Task objective:
Only lines holding "positive" are wanted; copy each of them from the records below.

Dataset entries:
=== Begin Enclosure ===

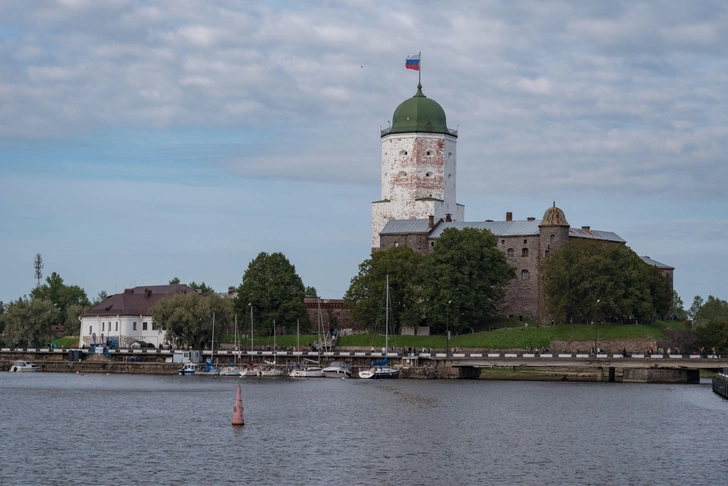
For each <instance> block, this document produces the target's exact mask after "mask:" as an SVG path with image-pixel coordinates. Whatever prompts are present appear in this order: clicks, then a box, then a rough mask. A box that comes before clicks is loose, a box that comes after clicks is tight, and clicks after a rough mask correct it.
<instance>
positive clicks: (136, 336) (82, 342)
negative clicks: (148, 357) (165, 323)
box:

=== End Enclosure ===
=== Begin Enclosure ===

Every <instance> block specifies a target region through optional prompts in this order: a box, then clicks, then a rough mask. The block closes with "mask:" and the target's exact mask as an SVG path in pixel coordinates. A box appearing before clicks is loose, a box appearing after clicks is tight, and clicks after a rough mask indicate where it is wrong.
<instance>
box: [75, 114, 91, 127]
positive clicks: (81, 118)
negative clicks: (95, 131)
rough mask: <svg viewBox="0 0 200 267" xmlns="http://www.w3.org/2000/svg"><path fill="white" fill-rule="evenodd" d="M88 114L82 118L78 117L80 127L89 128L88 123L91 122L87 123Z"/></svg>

=== End Enclosure ===
=== Begin Enclosure ===

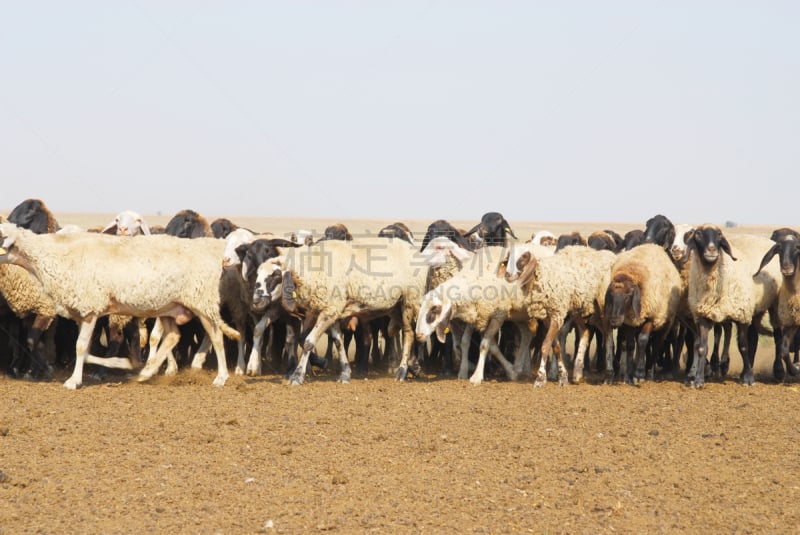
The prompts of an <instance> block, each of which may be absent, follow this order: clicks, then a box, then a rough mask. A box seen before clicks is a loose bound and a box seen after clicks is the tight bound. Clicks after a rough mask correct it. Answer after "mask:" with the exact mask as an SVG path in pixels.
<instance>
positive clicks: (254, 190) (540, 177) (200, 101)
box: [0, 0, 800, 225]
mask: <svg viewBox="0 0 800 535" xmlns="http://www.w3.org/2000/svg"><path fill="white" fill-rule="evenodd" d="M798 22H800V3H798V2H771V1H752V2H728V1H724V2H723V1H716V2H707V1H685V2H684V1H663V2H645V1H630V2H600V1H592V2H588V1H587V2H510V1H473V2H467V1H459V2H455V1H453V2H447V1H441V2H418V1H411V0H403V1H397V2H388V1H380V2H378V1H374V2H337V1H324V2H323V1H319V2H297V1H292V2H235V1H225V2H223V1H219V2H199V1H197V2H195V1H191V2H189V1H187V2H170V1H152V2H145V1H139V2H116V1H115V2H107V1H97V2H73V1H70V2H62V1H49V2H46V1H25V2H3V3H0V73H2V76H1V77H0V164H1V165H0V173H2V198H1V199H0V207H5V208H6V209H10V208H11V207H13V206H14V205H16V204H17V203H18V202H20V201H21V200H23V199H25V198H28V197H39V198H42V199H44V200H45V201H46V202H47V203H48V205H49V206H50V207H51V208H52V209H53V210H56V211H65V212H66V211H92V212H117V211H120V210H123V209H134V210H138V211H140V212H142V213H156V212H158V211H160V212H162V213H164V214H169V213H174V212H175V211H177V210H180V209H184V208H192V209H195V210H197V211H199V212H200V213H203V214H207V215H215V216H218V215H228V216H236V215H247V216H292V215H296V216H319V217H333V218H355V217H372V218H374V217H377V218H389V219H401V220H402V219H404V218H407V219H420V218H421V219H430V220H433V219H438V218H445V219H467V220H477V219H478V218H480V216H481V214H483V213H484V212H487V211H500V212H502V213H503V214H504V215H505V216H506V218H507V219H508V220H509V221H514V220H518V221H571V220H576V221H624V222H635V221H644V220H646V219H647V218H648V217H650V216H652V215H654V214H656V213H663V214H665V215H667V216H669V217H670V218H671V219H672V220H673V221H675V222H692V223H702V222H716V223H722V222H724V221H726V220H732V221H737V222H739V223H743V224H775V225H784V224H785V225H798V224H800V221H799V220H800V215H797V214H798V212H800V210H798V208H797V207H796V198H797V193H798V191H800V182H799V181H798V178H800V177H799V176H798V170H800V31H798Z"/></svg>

=== End Enclosure ===

Exercise answer:
positive clicks: (136, 336) (82, 342)
positive clicks: (81, 118)
positive clicks: (254, 190) (540, 177) (200, 101)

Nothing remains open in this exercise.